• _WHAT IS BEING ASKED_
Copy exactly the line containing "In the picture above, where can the road" and all lines after it, through the last line of the material below; omit everything before it.

• _DATASET RECORDS_
┄┄┄┄┄┄

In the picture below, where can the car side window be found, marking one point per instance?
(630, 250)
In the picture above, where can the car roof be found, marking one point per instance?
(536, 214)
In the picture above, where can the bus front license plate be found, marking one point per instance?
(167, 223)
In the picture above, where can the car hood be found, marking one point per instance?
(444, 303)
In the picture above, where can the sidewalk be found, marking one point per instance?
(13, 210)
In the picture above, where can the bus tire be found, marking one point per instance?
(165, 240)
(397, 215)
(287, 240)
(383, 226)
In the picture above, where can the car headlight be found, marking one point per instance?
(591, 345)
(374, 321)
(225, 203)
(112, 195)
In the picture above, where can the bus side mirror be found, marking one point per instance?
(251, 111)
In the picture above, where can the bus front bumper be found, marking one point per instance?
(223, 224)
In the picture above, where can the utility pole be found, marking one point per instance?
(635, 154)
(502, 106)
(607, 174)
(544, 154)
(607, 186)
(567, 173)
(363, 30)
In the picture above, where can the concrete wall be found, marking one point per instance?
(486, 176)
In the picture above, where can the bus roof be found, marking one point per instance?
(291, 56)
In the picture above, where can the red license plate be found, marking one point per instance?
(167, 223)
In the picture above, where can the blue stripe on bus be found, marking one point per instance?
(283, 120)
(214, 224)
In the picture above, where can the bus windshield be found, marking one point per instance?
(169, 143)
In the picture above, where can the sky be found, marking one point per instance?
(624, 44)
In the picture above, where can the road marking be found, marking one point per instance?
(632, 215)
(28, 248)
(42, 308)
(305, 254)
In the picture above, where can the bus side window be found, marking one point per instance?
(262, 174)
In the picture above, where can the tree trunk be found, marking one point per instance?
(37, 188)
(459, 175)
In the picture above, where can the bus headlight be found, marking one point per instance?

┄┄┄┄┄┄

• _YOUR RESPONSE_
In the picture above, where can the road marking be found, marking one point per instance?
(632, 215)
(28, 248)
(42, 308)
(305, 254)
In the picture above, where can the bus side window be found, marking one point per instance?
(262, 174)
In the picture above, where can the tree trunk be found, marking one point per instance?
(37, 188)
(459, 175)
In the picture above, where can the bus headlight be found, marking one point per instance?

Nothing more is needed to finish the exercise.